## DIRECTIONS
Identify the line that contains "If you could pick out the wet" in the material. Output it and every line after it, unchanged, through the end.

## Point placement records
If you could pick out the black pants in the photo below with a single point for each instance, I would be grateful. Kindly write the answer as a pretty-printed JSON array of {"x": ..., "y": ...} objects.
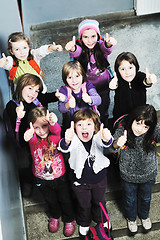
[{"x": 57, "y": 195}]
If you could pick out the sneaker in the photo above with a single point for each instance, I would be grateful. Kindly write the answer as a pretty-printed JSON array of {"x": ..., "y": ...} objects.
[
  {"x": 132, "y": 226},
  {"x": 106, "y": 225},
  {"x": 53, "y": 225},
  {"x": 146, "y": 223},
  {"x": 69, "y": 229}
]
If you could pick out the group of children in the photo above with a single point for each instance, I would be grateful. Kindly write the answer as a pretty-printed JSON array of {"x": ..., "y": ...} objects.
[{"x": 83, "y": 101}]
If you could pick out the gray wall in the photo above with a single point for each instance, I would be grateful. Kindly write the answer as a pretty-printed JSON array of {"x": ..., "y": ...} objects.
[{"x": 50, "y": 11}]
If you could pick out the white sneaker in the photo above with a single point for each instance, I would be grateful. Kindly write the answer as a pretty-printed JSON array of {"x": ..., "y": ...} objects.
[
  {"x": 146, "y": 223},
  {"x": 132, "y": 226}
]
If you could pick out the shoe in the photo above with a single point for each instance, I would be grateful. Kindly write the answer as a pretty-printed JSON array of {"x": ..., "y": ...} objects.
[
  {"x": 146, "y": 223},
  {"x": 53, "y": 225},
  {"x": 69, "y": 229},
  {"x": 132, "y": 226},
  {"x": 26, "y": 190},
  {"x": 106, "y": 225}
]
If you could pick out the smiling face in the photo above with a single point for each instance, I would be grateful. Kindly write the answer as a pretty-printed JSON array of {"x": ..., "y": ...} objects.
[
  {"x": 74, "y": 81},
  {"x": 85, "y": 129},
  {"x": 127, "y": 70},
  {"x": 30, "y": 93},
  {"x": 89, "y": 38},
  {"x": 41, "y": 127},
  {"x": 139, "y": 128},
  {"x": 20, "y": 49}
]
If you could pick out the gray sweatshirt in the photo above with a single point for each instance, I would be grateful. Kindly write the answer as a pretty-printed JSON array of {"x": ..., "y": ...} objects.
[{"x": 135, "y": 164}]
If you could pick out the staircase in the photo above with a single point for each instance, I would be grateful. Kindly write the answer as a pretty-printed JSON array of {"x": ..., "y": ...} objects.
[{"x": 37, "y": 220}]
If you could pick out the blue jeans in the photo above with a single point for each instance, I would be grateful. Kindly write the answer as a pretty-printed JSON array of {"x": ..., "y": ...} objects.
[{"x": 136, "y": 199}]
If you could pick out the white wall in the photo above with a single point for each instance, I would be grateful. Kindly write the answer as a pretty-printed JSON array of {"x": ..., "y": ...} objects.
[{"x": 40, "y": 11}]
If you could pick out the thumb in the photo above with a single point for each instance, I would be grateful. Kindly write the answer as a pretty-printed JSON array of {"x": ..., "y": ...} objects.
[
  {"x": 31, "y": 126},
  {"x": 72, "y": 125},
  {"x": 47, "y": 115},
  {"x": 3, "y": 55},
  {"x": 21, "y": 105},
  {"x": 101, "y": 127},
  {"x": 107, "y": 37},
  {"x": 147, "y": 72},
  {"x": 125, "y": 133},
  {"x": 74, "y": 39}
]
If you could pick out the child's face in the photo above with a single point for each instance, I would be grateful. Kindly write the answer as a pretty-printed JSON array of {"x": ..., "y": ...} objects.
[
  {"x": 20, "y": 49},
  {"x": 85, "y": 129},
  {"x": 74, "y": 81},
  {"x": 127, "y": 70},
  {"x": 30, "y": 93},
  {"x": 41, "y": 127},
  {"x": 139, "y": 128},
  {"x": 89, "y": 38}
]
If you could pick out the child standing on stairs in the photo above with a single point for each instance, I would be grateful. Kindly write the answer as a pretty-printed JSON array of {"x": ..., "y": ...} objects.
[
  {"x": 93, "y": 51},
  {"x": 23, "y": 59},
  {"x": 49, "y": 168},
  {"x": 85, "y": 140},
  {"x": 79, "y": 93},
  {"x": 138, "y": 163}
]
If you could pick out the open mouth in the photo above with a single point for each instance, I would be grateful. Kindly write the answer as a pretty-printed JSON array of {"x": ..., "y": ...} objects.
[{"x": 85, "y": 135}]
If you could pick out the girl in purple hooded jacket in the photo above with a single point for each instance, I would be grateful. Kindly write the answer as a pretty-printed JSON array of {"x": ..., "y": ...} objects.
[{"x": 92, "y": 51}]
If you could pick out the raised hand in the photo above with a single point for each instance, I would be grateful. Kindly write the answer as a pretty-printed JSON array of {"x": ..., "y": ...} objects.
[
  {"x": 3, "y": 60},
  {"x": 71, "y": 102},
  {"x": 20, "y": 110},
  {"x": 150, "y": 77},
  {"x": 61, "y": 97},
  {"x": 70, "y": 46},
  {"x": 85, "y": 97},
  {"x": 121, "y": 140},
  {"x": 105, "y": 133},
  {"x": 29, "y": 133},
  {"x": 114, "y": 82},
  {"x": 110, "y": 41},
  {"x": 69, "y": 134},
  {"x": 54, "y": 47},
  {"x": 52, "y": 118}
]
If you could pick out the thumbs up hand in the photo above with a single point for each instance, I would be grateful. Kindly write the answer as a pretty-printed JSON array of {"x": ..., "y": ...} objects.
[
  {"x": 71, "y": 102},
  {"x": 121, "y": 140},
  {"x": 3, "y": 60},
  {"x": 52, "y": 118},
  {"x": 20, "y": 110},
  {"x": 105, "y": 133},
  {"x": 61, "y": 97},
  {"x": 70, "y": 46},
  {"x": 150, "y": 77},
  {"x": 110, "y": 41},
  {"x": 86, "y": 98},
  {"x": 69, "y": 134},
  {"x": 29, "y": 133},
  {"x": 114, "y": 82}
]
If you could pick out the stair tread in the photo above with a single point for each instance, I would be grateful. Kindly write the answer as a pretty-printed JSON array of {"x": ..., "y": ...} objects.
[{"x": 39, "y": 221}]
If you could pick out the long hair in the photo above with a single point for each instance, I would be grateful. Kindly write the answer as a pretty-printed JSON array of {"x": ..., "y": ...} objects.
[
  {"x": 84, "y": 114},
  {"x": 15, "y": 37},
  {"x": 146, "y": 113},
  {"x": 84, "y": 58},
  {"x": 128, "y": 56},
  {"x": 26, "y": 79},
  {"x": 34, "y": 114},
  {"x": 72, "y": 65}
]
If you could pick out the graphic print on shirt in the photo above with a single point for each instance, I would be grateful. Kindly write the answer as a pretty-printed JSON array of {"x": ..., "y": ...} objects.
[{"x": 48, "y": 162}]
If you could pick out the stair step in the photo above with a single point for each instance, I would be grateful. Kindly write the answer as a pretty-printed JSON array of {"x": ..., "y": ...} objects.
[{"x": 37, "y": 223}]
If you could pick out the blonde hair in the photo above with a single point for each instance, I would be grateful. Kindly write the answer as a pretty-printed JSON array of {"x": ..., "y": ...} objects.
[
  {"x": 72, "y": 65},
  {"x": 26, "y": 79},
  {"x": 84, "y": 114}
]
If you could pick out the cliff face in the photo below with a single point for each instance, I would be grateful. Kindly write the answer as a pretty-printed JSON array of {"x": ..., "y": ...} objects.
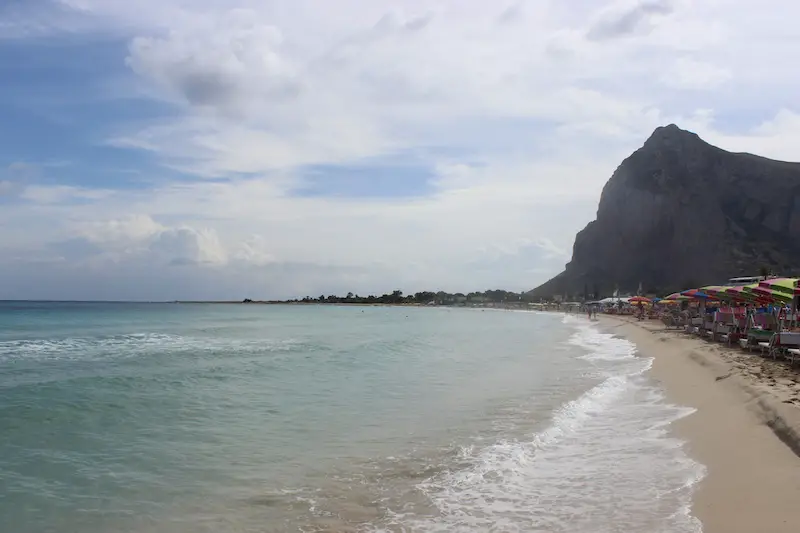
[{"x": 679, "y": 212}]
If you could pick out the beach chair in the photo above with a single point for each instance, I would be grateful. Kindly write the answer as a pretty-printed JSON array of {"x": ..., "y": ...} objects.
[
  {"x": 722, "y": 333},
  {"x": 789, "y": 346},
  {"x": 793, "y": 353},
  {"x": 769, "y": 347}
]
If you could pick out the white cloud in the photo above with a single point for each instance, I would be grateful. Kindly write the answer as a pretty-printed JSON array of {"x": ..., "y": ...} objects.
[{"x": 521, "y": 110}]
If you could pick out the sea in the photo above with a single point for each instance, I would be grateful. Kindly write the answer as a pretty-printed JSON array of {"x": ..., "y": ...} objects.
[{"x": 179, "y": 418}]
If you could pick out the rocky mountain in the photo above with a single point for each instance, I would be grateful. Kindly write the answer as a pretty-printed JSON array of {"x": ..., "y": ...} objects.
[{"x": 679, "y": 213}]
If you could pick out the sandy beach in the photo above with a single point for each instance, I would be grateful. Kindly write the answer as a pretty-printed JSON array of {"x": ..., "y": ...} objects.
[{"x": 746, "y": 428}]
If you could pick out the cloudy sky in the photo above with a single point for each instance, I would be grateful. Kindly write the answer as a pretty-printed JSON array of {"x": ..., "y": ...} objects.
[{"x": 165, "y": 149}]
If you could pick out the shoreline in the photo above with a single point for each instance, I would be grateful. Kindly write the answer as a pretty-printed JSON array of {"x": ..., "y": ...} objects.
[{"x": 745, "y": 429}]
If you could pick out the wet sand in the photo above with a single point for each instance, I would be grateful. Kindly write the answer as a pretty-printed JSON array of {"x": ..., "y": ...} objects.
[{"x": 746, "y": 429}]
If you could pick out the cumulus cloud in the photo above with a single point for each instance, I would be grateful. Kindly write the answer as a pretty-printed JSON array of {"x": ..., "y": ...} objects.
[
  {"x": 628, "y": 19},
  {"x": 515, "y": 114}
]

## EXERCISE SOLUTION
If you could pick out the wet sand in the photo above with a single point for each instance, I would be grateful. Kindly write the answer as a pretty-printed JSON array of {"x": ..., "y": ...} objects.
[{"x": 746, "y": 429}]
If you could pick out the cumulus cloud in the photo above with a single point for each instance, I would be grateful. Kindly write the answer as a pretty-printed JSON array of {"x": ..., "y": ...} objects.
[
  {"x": 628, "y": 19},
  {"x": 515, "y": 114}
]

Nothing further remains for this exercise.